> **TASK BRIEF**: Reproduce all of the records below word for word, changing nothing.
━━━━━━
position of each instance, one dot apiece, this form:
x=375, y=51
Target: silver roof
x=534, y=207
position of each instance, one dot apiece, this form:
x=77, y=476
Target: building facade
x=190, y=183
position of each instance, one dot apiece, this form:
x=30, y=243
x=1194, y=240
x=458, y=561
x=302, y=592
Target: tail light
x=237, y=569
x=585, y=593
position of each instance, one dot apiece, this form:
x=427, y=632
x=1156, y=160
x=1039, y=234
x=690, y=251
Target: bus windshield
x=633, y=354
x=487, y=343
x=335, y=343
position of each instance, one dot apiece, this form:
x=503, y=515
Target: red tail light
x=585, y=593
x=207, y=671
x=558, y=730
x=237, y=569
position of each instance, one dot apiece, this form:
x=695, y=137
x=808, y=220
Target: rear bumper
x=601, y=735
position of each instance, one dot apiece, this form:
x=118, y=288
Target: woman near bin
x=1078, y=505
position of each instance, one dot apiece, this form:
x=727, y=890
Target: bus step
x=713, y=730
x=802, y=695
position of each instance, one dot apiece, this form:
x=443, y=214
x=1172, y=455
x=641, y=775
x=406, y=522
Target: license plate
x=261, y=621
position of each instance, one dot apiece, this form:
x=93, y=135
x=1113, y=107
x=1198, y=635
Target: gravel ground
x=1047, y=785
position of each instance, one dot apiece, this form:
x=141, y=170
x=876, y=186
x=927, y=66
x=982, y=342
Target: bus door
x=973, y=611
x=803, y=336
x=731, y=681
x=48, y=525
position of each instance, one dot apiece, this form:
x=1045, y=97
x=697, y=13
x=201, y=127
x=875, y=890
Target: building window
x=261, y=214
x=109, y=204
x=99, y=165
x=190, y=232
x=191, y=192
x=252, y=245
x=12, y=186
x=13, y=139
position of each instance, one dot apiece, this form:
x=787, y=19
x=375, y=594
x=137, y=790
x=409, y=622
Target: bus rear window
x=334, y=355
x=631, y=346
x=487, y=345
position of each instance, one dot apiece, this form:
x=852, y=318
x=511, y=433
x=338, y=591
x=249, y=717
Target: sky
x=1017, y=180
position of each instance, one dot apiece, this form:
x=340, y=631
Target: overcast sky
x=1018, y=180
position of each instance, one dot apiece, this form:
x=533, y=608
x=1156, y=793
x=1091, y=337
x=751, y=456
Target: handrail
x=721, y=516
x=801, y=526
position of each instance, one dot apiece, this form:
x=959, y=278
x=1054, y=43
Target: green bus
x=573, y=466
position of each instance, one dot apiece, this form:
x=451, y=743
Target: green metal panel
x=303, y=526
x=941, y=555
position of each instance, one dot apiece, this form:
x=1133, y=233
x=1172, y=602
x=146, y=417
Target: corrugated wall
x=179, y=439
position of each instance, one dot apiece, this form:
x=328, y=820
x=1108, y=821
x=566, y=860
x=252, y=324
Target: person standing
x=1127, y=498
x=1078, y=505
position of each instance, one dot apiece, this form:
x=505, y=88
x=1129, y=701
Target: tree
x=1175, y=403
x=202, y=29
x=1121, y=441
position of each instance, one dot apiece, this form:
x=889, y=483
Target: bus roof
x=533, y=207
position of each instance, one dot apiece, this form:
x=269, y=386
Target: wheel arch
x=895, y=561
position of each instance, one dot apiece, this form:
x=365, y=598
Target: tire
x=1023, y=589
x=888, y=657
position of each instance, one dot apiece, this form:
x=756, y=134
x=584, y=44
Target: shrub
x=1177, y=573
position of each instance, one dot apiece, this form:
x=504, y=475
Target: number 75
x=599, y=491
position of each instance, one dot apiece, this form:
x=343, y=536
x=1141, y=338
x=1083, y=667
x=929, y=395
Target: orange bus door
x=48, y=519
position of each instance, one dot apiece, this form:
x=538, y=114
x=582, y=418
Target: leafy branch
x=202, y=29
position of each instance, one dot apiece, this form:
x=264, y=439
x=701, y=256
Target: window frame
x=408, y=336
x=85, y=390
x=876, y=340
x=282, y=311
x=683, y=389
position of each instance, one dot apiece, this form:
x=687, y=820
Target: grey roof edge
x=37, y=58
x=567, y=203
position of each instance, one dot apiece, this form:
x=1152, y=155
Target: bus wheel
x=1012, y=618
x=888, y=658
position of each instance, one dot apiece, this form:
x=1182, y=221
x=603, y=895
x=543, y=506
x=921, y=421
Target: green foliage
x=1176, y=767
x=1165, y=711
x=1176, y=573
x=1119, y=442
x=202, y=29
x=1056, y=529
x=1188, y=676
━━━━━━
> **CORRECT RESULT**:
position of each instance, one dot apiece, this form:
x=375, y=51
Target: silver roof
x=534, y=207
position of each instance, one dot apiece, this form:
x=77, y=476
Target: building facade
x=190, y=183
position of each instance, one dot apiece, this form:
x=30, y=243
x=1194, y=240
x=458, y=561
x=302, y=592
Target: tail light
x=237, y=569
x=585, y=593
position of each instance, one dot apiece, this form:
x=427, y=632
x=1156, y=160
x=1039, y=234
x=690, y=251
Target: bus windshield
x=633, y=354
x=487, y=343
x=335, y=343
position of each instance, one dot apiece, this form:
x=503, y=515
Target: red tail light
x=585, y=593
x=207, y=671
x=558, y=730
x=237, y=569
position of each instance, one dot apiece, this form:
x=695, y=137
x=808, y=220
Target: rear bumper
x=601, y=735
position of each instance, one dot apiece, this form:
x=118, y=288
Target: woman near bin
x=1078, y=505
position of each instance, one dot apiece, this form:
x=727, y=890
Target: bus step
x=713, y=730
x=802, y=695
position of each instance, one dot apiece, this form:
x=443, y=214
x=1172, y=455
x=641, y=775
x=406, y=522
Target: license plate
x=261, y=621
position of each instance, one dot apiece, this form:
x=93, y=135
x=1113, y=107
x=1198, y=635
Target: gravel ground
x=1047, y=785
position of each instance, one dot apiece, this form:
x=141, y=170
x=876, y=186
x=927, y=66
x=982, y=342
Target: bus door
x=973, y=611
x=803, y=336
x=731, y=681
x=48, y=525
position of each instance, one dot apiece, this form:
x=1045, y=97
x=697, y=13
x=201, y=127
x=875, y=890
Target: building window
x=261, y=214
x=109, y=204
x=99, y=165
x=190, y=232
x=191, y=192
x=252, y=245
x=12, y=186
x=13, y=139
position of each instance, one dot apiece, this form:
x=787, y=19
x=375, y=594
x=137, y=790
x=409, y=622
Target: bus rear window
x=334, y=355
x=631, y=346
x=487, y=345
position of each instance, one dot apiece, this form:
x=852, y=318
x=511, y=433
x=338, y=591
x=249, y=717
Target: sky
x=1017, y=180
position of each instance, one dot apiece, this form:
x=340, y=631
Target: overcast sky
x=1018, y=180
position of each instance, one dot apiece, this form:
x=533, y=608
x=1156, y=793
x=1091, y=337
x=751, y=456
Target: handrail
x=721, y=516
x=801, y=526
position of each instance, one dot apiece, this form:
x=959, y=278
x=1054, y=43
Target: green bus
x=573, y=466
position of each instance, one dot apiece, this form:
x=451, y=743
Target: green metal panel
x=303, y=526
x=941, y=555
position of each instance, one dot apiece, this form:
x=1133, y=233
x=1172, y=602
x=146, y=417
Target: corrugated wall
x=179, y=439
position of each instance, one dot apiece, this form:
x=328, y=820
x=1108, y=821
x=566, y=860
x=252, y=324
Target: person standing
x=1127, y=498
x=1078, y=505
position of each instance, one dot apiece, this form:
x=505, y=88
x=1129, y=701
Target: tree
x=1175, y=403
x=202, y=29
x=1121, y=441
position of each instance, one dot apiece, this form:
x=889, y=483
Target: bus roof
x=533, y=207
position of each instance, one dot apiece, this form:
x=269, y=386
Target: wheel arch
x=895, y=561
position of each instance, one dot apiece, this form:
x=365, y=598
Target: tire
x=1023, y=589
x=888, y=657
position of each instance, one dot apiece, this form:
x=756, y=134
x=584, y=44
Target: shrub
x=1177, y=573
position of each instance, one dot apiece, this form:
x=504, y=475
Target: number 75
x=599, y=491
position of each instance, one dot apiece, this form:
x=343, y=536
x=1141, y=338
x=1083, y=667
x=929, y=395
Target: orange bus door
x=48, y=519
position of each instance, one dot apiece, this form:
x=538, y=114
x=582, y=418
Target: leafy branch
x=202, y=29
position of each instance, one dot apiece, this form:
x=264, y=439
x=701, y=256
Target: window frame
x=408, y=336
x=85, y=390
x=876, y=340
x=282, y=311
x=683, y=389
position of each instance, one dot apiece, this form:
x=687, y=820
Target: grey roof edge
x=37, y=58
x=567, y=203
position of each instance, one dot apiece, this form:
x=1152, y=155
Target: bus wheel
x=1012, y=618
x=888, y=658
position of each instance, one dot apiece, this form:
x=1182, y=221
x=603, y=895
x=543, y=506
x=921, y=421
Target: green foliage
x=1176, y=767
x=1165, y=711
x=1176, y=573
x=1119, y=442
x=202, y=29
x=1056, y=529
x=1188, y=676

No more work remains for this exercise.